_PROBLEMA CURTO_:
Continue a crítica sobre o filme Digam o Que Quiserem a partir da última frase apresentada.

_TEXTO EXTRAÍDO_:
=======

Não. E você descreveu toda grande história de sucesso.”

Os olhos dos mais velhos, os olhos da sociedade em si, insistem em enxergarem os jovens como seres que unicamente visam os seus sucessos posteriores, mas nunca vivem os seus presentes propriamente ditos. Os mandamentos são os mesmos: construa uma carreira, mesmo que você não queira, case com alguém com condições financeiras, mesmo que você não o ame. Essas coisas irão te dar sossego, promover uma tranquilidade, ensinam esses sábios, sem conhecerem a importância da paixão que Digam o Que Quiserem apresenta como a única possível resolução. O receio, a necessidade por um controle, por um planejamento mais encorpado, é uma questão recorrente na compreensão da juventude, mas que, em contrapartida, transforma-se em sua maior inimiga. Um tanto quanto inocente, Digam o Que Quiserem é uma comédia romântica que mesmo assim, embora seja enormemente esperançosa, priorizando coragem a temores, não conseguiria ser mais verdadeira, assim representando a transgressão de uma juventude a sua próxima versão.

Os alunos de um colégio já se formaram, mas enquanto a promissora Diane Court (Ione Skye) conseguiu uma vaga em uma universidade na Inglaterra, o protagonista, Lloyd Dobler (John Cusack), não possui nenhum plano, nem mesmo para os próximos dias. O que resta para essas semanas que separam o fim de uma era ao começo de uma outra é, enfim, nos últimos segundos de uma fase passageira, descobrir-se jovem, com os protagonistas apaixonando-se um pelo outro. O cineasta Cameron Crowe, no caso, compreenderá juventude melhor e com mais coesão que qualquer obra de John Hughes – equiparando-se com Curtindo a Vida Adoidado em vários sentidos -, porém, sem nem precisar pisar dentro de uma escola. Lloyd não conhecia Diane, por exemplo. Em tanto tempo de escola, os personagens nunca se aproximaram. Uma admiração do garoto pela jovem premiada, entretanto, o moverá a tentar uma aproximação saudável, das mais espirituosas, ingênuas e convidativas possíveis. Eis um longa que não se importa com os destinos.

=======

_DADOS APRESENTADOS_:
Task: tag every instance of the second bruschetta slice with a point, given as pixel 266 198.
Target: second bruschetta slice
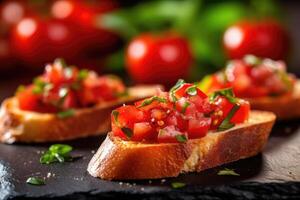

=======

_RESULTADO DO EXERCÍCIO_:
Com a pergunta “O que é o amor?” é que começa o longa-metragem Digam o Que Quiserem, questionando questões tão costumeiras à juventude já em seu primeiro minuto. Um garoto comum – mas nenhum pouco comum -, no caso, quer saber com as suas amigas se conseguiria namorar uma outra pessoa, mais esperta e com maiores chances de sucesso. É uma queda, uma paixonite inocente, tornada natural não por conta de alguma narrativa impossível do amor, contudo, por uma espontaneidade orgânica e mais verossímil até. Digam o Que Quiserem simplesmente acontece, passando de uma sequência para a próxima com muito movimento, sem parar.  Lloyd Dobler não conhece Diane Court pelo acaso e ambos se apaixonam, como aconteceria em outras obras, mostrando um caso que era para acontecer. O que acontece é um telefonema, um convite para uma chance, um pedido para que se tome riscos. Pois o que é o amor é uma resposta que o longa-metragem de Cameron Crowe, uma das joias de sua carreira, não pretende apresentar, solucionar.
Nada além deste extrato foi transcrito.